__EXERCISE PROMPT__. Return each line from the records below that contains the string "positive".

Collected data entries:
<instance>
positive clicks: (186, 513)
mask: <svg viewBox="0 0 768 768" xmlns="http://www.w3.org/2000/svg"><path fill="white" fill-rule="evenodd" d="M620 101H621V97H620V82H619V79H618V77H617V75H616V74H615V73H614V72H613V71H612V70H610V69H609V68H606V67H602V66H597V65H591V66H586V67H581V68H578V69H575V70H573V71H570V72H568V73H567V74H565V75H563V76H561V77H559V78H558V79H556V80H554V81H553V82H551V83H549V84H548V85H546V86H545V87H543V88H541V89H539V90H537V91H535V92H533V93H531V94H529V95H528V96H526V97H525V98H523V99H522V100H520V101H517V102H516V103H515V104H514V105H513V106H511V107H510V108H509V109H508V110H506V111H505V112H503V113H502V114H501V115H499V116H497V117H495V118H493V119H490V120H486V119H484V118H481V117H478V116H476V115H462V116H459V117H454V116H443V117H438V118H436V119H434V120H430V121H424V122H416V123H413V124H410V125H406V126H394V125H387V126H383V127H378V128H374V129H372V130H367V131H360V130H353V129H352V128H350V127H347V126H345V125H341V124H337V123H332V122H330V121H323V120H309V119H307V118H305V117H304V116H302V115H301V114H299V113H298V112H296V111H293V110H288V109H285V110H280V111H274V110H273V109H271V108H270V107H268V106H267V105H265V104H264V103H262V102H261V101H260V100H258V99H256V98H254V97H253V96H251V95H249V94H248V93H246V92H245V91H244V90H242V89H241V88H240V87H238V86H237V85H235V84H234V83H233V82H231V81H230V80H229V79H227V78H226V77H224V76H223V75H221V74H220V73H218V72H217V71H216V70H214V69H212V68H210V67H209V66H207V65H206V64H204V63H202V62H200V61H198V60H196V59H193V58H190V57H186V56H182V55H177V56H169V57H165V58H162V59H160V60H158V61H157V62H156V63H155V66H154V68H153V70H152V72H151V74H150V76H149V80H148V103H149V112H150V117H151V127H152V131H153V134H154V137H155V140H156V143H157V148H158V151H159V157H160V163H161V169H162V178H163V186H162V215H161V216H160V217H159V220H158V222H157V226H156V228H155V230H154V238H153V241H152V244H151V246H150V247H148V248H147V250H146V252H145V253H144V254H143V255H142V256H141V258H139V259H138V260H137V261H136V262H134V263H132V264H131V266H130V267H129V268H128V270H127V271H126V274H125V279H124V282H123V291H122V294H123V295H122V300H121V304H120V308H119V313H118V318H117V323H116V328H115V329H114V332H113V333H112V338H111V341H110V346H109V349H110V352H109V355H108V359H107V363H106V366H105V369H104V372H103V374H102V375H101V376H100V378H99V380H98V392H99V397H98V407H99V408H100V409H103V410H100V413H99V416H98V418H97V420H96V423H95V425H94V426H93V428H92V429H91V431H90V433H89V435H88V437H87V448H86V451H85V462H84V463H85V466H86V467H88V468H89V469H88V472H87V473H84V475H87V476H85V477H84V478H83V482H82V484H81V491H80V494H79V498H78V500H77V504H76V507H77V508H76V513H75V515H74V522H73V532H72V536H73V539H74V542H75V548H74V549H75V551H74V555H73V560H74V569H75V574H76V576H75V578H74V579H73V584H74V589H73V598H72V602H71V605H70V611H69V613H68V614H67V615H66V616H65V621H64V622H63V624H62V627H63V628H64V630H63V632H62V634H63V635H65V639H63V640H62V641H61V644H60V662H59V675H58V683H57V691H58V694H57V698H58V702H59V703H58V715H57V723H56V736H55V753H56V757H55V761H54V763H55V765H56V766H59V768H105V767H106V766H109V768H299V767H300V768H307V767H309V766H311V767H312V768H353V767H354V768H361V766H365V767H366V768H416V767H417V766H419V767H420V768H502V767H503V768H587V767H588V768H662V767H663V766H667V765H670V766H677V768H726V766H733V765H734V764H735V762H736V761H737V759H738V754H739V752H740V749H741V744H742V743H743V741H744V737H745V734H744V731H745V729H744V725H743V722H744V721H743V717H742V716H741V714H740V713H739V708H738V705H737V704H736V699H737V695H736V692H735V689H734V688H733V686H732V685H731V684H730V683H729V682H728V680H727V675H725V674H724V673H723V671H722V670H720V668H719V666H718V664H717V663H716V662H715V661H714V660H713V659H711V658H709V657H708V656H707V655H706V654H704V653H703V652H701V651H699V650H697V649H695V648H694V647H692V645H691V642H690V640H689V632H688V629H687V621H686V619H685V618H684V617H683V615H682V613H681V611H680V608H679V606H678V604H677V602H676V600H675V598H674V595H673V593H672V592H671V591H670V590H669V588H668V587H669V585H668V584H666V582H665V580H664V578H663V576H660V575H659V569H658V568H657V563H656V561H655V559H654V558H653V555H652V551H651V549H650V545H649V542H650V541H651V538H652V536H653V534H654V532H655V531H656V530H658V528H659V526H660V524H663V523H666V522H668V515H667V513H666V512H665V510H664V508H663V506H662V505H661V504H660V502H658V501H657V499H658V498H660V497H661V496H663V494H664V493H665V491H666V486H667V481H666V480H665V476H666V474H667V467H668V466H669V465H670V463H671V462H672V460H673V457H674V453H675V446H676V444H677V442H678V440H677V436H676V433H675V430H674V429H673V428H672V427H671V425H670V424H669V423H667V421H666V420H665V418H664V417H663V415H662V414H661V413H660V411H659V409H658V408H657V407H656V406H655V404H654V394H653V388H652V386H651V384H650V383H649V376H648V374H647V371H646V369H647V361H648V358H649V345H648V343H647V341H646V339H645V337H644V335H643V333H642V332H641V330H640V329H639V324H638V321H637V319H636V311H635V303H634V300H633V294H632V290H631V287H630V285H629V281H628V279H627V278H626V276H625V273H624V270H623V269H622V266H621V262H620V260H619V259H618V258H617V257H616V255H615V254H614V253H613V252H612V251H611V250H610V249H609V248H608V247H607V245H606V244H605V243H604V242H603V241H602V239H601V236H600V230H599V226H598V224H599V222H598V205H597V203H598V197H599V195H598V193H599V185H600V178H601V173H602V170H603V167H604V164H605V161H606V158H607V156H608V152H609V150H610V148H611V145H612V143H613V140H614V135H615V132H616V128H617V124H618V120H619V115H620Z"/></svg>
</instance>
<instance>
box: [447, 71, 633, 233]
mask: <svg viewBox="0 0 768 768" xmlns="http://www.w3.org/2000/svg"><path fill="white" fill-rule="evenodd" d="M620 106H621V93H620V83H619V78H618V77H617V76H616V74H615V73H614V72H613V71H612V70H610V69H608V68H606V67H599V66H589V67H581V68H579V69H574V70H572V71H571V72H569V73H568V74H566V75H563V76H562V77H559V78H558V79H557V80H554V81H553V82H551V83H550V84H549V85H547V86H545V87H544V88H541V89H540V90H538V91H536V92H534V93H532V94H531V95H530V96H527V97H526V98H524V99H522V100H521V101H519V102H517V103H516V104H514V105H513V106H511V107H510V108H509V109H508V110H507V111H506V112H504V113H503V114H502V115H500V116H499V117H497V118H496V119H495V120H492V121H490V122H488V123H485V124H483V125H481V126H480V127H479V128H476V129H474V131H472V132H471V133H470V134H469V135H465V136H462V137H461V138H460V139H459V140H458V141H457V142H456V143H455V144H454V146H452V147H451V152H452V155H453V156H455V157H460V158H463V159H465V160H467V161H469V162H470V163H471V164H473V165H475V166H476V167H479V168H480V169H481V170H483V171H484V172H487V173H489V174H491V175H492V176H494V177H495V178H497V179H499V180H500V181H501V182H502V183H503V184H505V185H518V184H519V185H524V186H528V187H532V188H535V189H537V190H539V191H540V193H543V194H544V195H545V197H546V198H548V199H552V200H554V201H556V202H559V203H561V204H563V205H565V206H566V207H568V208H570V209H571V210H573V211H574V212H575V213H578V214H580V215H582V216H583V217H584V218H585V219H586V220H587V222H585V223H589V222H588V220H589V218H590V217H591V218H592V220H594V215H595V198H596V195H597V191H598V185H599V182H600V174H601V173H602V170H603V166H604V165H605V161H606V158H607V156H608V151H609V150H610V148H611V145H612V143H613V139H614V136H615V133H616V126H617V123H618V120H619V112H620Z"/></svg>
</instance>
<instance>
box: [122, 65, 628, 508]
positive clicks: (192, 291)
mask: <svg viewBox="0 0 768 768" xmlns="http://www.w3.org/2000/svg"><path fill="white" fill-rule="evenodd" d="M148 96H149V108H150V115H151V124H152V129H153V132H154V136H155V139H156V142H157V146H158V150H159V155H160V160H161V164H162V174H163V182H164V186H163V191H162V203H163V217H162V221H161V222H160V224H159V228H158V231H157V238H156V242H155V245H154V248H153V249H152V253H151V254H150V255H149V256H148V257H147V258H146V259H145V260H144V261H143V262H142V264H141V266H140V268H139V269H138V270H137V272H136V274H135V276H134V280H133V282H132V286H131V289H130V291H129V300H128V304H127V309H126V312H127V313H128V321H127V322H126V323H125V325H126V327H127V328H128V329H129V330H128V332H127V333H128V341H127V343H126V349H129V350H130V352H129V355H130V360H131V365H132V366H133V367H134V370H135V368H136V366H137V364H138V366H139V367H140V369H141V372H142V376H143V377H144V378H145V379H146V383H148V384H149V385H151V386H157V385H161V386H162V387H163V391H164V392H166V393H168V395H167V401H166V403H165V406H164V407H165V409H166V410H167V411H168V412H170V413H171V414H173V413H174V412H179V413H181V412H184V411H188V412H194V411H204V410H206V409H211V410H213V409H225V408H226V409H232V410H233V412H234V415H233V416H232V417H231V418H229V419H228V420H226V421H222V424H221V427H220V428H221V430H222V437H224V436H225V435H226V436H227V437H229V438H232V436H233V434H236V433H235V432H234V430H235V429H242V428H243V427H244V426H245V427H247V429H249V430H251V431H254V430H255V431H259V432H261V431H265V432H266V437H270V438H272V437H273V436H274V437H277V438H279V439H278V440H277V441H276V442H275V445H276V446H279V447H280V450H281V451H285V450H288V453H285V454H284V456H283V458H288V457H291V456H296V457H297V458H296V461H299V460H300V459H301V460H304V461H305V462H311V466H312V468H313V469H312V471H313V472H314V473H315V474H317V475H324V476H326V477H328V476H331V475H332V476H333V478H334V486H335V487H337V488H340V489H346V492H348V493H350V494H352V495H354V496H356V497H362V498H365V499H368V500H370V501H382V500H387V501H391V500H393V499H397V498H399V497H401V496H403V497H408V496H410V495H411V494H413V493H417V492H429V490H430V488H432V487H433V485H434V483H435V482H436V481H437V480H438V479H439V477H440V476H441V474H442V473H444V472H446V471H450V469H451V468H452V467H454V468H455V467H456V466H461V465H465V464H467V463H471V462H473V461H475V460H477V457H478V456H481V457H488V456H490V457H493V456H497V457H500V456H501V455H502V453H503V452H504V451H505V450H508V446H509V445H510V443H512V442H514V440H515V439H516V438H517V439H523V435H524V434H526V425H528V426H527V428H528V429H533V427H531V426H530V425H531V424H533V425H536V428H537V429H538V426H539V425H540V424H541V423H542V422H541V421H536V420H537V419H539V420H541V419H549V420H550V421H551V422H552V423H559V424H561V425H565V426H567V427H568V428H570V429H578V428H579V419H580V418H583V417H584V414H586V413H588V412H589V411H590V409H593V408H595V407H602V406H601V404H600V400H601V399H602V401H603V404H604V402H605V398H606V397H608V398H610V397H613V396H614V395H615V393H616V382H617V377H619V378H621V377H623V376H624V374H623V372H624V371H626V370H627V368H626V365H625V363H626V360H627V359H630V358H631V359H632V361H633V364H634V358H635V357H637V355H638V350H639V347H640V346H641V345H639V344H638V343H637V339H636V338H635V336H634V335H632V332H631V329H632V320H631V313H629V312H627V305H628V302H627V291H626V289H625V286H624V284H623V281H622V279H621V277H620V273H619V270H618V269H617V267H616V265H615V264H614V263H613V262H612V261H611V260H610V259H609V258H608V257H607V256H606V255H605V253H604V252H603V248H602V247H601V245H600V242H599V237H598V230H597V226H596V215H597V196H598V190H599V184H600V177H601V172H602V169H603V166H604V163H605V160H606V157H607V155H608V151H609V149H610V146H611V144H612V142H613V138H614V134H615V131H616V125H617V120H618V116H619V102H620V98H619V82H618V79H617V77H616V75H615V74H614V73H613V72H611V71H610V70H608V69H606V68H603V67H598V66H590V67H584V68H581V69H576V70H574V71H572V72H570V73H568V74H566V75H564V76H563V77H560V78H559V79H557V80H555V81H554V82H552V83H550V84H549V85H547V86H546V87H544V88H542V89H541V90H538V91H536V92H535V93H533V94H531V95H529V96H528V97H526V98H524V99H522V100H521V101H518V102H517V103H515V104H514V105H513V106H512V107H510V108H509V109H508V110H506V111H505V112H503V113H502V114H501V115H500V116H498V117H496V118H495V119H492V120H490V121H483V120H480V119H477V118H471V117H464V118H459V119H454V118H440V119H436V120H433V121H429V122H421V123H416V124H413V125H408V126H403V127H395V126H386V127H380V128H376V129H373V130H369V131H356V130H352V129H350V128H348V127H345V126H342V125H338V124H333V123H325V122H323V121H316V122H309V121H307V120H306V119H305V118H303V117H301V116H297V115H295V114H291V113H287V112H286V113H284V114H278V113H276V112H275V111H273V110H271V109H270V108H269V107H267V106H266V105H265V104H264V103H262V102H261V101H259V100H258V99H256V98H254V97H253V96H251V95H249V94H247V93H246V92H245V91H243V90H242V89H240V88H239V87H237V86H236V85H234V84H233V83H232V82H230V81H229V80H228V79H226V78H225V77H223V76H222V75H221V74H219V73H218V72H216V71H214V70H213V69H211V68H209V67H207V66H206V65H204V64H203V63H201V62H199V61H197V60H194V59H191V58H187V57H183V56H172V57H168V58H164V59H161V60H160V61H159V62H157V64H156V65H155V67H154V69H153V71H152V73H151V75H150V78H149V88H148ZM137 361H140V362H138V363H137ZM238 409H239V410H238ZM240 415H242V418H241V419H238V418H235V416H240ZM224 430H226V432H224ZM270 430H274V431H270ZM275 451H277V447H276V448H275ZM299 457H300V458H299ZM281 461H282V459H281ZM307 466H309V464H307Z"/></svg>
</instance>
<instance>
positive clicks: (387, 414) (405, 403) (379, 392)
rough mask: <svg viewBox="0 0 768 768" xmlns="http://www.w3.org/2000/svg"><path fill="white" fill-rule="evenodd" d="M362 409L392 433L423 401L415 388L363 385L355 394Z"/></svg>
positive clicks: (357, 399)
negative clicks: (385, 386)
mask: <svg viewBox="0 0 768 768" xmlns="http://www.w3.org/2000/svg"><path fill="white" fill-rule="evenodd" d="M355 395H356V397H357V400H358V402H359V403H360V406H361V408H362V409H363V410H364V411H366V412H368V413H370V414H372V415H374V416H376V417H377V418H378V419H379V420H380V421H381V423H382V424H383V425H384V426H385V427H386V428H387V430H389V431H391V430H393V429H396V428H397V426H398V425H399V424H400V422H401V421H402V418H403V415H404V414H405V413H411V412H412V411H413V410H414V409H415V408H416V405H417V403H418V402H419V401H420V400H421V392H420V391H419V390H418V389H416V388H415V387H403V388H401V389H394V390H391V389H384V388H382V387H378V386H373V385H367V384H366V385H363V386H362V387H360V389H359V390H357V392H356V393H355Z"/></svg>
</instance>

__TASK RESPONSE__.
positive clicks: (186, 513)
positive clicks: (192, 291)
positive clicks: (387, 414) (405, 403) (379, 392)
positive clicks: (357, 399)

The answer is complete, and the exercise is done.